-- WHAT IS NEEDED --
Among the entries below, which lines include the string "from"? Show each one.

-- TASK INPUT --

>>>

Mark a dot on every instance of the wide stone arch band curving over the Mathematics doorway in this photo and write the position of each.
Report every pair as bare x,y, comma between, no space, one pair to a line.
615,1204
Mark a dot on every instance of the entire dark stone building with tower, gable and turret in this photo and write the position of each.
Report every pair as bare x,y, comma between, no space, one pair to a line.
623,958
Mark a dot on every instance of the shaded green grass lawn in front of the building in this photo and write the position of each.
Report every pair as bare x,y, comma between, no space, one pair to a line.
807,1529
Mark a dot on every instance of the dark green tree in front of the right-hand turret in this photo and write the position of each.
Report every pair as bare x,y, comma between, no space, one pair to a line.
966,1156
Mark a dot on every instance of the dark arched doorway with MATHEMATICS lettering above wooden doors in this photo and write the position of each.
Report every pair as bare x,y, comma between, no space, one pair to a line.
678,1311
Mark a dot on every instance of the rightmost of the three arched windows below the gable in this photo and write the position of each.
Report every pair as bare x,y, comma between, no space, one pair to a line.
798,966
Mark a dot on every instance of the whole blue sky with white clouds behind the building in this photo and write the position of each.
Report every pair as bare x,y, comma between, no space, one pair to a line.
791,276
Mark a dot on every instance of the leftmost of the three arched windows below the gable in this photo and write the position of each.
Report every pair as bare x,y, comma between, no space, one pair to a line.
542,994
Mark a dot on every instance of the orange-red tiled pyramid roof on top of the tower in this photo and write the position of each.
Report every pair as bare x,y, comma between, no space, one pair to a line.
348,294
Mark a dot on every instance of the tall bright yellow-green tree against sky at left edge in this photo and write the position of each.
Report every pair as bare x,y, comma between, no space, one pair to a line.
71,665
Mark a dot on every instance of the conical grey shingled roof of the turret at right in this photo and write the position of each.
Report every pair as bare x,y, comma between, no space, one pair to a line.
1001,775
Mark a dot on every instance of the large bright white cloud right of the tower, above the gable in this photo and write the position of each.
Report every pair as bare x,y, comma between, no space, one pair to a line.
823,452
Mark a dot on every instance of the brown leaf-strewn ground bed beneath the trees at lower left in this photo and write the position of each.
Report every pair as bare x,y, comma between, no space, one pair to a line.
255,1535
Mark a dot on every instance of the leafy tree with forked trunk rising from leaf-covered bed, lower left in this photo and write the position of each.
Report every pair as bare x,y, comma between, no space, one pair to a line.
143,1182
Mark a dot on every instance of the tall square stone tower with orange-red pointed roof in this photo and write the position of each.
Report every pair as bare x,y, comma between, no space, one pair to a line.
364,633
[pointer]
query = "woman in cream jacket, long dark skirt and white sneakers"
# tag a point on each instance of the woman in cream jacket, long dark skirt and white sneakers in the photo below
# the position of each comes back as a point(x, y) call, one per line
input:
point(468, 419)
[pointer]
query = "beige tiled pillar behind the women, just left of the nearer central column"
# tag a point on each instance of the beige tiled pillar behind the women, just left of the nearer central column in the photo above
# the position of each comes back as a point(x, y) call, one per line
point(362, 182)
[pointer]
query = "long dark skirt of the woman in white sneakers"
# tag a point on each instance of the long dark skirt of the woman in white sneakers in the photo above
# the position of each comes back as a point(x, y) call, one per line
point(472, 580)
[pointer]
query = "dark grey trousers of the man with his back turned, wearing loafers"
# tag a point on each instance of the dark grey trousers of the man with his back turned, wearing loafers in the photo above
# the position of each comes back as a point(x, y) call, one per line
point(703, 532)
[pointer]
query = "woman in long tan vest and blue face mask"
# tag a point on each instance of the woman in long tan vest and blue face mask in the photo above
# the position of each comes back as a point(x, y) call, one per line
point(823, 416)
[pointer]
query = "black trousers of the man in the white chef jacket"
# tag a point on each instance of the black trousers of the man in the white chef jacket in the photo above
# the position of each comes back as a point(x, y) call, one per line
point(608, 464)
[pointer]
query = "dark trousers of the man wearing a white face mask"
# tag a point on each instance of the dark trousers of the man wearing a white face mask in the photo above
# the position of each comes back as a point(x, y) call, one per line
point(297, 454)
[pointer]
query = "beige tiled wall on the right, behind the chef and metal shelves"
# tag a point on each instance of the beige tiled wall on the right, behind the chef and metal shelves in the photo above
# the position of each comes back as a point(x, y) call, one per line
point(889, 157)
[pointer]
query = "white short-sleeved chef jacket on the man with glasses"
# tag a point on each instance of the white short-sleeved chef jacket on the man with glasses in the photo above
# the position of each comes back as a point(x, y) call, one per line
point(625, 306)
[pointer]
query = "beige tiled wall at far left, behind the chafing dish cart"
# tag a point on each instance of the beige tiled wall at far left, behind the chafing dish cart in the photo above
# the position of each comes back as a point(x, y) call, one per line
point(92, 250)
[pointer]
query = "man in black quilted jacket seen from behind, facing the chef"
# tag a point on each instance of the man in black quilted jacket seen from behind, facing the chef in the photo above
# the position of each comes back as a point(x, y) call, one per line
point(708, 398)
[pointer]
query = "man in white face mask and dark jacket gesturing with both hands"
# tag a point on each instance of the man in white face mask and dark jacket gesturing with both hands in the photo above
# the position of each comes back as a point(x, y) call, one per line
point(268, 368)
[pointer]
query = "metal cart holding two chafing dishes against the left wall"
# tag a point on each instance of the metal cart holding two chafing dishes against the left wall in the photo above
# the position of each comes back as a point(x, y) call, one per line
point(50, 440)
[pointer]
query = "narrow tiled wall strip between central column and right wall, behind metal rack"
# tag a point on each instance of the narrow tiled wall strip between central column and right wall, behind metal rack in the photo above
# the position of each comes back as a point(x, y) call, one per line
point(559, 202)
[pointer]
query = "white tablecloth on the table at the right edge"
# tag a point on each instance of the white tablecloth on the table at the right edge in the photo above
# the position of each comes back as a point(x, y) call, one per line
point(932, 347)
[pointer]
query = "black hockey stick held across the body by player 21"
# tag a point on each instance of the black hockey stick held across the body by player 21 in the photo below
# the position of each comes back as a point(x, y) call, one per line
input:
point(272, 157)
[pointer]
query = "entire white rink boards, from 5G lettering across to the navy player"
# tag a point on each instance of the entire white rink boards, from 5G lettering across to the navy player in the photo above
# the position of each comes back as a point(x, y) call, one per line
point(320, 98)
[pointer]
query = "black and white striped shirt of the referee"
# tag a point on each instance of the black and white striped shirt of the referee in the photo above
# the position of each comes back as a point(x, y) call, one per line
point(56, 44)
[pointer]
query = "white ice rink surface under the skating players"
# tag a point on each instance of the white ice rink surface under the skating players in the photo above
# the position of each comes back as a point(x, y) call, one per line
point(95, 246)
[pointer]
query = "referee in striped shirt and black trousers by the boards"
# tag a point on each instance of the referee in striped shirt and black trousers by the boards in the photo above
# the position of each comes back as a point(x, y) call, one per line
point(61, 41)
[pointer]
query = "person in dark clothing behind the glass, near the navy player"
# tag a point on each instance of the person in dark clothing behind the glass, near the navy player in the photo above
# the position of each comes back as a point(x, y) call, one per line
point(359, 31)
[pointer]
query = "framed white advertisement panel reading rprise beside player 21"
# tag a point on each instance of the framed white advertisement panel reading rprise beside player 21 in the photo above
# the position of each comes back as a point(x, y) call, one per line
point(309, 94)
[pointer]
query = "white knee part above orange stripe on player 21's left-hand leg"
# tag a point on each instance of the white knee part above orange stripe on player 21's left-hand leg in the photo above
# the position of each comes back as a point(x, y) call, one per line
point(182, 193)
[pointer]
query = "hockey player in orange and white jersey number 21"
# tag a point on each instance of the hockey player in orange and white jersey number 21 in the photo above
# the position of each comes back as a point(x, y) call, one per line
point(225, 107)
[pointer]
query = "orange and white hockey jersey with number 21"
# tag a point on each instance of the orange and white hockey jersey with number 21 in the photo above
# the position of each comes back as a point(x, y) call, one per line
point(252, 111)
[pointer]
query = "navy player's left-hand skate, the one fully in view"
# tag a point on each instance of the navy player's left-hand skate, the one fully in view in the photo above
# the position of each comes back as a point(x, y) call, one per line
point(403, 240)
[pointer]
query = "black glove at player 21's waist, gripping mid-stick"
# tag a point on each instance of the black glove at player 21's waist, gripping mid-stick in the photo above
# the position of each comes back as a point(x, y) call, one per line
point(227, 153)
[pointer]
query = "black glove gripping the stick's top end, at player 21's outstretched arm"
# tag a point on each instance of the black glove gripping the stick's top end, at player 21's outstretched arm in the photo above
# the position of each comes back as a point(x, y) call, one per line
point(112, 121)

<<<

-- RESULT FOR THIS TASK --
Mark a dot on every instance of the leafy tree with forked trunk rising from leaf-covered bed, lower left in this photo and write the position of each.
query = "man in black quilted jacket seen from behind, facing the chef"
# tag a point on each instance of the man in black quilted jacket seen from behind, facing the chef in the photo above
query = "entire white rink boards, from 5G lettering across to the navy player"
# tag a point on each instance of the entire white rink boards, from 5G lettering across to the navy player in the photo above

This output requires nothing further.